_YOUR TASK_
Images excepted, the data below must be repeated exactly.

_TASK DATA_
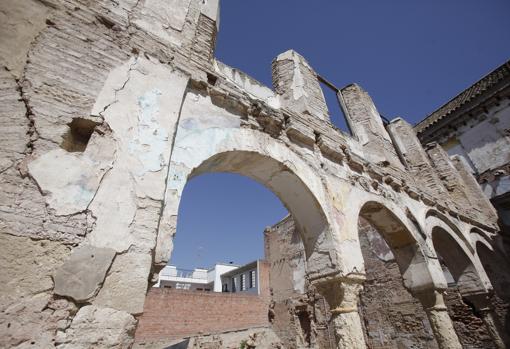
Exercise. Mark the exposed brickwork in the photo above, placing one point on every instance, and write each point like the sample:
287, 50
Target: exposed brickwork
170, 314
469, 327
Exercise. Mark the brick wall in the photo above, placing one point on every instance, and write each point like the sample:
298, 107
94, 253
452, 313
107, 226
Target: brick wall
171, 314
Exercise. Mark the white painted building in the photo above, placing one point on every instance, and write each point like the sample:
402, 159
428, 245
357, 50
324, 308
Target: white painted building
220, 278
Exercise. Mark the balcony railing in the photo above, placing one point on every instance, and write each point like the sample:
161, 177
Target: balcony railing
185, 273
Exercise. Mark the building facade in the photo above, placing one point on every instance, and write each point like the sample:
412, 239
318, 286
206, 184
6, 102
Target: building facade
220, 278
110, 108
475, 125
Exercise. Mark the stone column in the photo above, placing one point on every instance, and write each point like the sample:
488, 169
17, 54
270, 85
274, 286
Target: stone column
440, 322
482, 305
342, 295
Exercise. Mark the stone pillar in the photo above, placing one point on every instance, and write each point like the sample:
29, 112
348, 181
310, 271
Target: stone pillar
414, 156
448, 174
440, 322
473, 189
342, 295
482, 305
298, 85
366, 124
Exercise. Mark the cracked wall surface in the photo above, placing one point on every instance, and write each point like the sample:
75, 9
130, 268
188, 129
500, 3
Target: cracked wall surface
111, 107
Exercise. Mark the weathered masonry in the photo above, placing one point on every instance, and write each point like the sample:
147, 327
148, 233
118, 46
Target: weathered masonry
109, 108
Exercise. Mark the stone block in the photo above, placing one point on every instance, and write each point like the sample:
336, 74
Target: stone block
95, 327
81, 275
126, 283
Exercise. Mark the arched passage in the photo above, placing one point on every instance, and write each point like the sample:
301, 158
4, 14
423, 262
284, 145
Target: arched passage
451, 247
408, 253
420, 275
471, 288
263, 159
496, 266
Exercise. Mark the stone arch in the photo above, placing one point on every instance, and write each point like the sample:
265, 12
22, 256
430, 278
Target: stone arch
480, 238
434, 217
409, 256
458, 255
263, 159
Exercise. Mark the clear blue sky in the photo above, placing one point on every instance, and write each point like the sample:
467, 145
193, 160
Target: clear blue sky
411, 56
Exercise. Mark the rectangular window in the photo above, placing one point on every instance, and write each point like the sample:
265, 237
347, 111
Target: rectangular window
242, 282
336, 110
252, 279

_ANSWER SPACE_
Exercise. Mark the exposed brickwork in the photo above, placing one point on every instance, and write each point like the sample:
287, 50
Target: exposed brickwork
170, 314
469, 327
Exercise. Mark the brick wall in the photo above, placing one point on every instance, and write each point like the sample:
298, 107
94, 253
452, 313
107, 226
Target: brick wall
171, 314
Exercise. Mark the white painted building in the photo above, placing one point on every instance, and write each point like the sample:
402, 159
428, 245
357, 50
324, 308
Target: white painted building
220, 278
Exercise. Mark the balcony railing in the photo above, placing one point on every instance, and write each point like the sample:
161, 177
Target: balcony railing
185, 273
Exercise. Mark the building facade in the photo above, placing one point on every instance, and write each point like the sample:
412, 239
318, 286
206, 184
6, 102
Target: building facade
220, 278
110, 108
475, 125
Exercise. Mark the stone column in the photo above, placing one point on every instance, and write each point like the sample:
488, 169
17, 54
270, 85
274, 286
Target: stone column
440, 322
482, 305
342, 295
Exercise. Mark the stone pillar in the photo above, placing one point on every instance, and write each point like the sample:
29, 112
348, 181
310, 271
Target: stone pillar
414, 156
448, 174
440, 322
473, 189
342, 295
482, 305
298, 85
366, 124
Exercise. Mark the cracked wall surface in the photo above, placing one point on every instance, and write each point like the sample:
75, 9
130, 268
188, 129
500, 3
Target: cracked wall surface
111, 107
Exercise. Mark the weathered masonry in the photo above, placing one point on every instance, and write each point like the sample:
147, 327
148, 233
118, 46
Target: weathered masonry
109, 108
Exercise. Mark the stone block in the photo above, placing one point on every instance, and write each point like the sample:
336, 74
Target: stone block
95, 327
81, 275
126, 283
Exercise. Mark the arched passage in the photo above, placing one point on every instance, and write each point like the sample:
301, 158
4, 14
423, 262
284, 145
Target: arched passage
451, 247
408, 253
420, 275
471, 288
263, 159
496, 266
Exercise. Mark the stone arch in the photo above, placing one point on every instance, and write each point like the sample:
265, 12
22, 256
430, 278
Target: stone arch
480, 238
434, 217
409, 256
458, 255
263, 159
Exercise. Mark the clear blue sky in the photo above, placing one point on every instance, and write each point like the sample:
467, 145
193, 160
Target: clear blue sky
411, 56
Exercise. Mark the rectangular window in the photo above, placing one point on every instance, and write each point like the sample:
265, 237
347, 111
Target: rectangular window
242, 282
336, 110
252, 279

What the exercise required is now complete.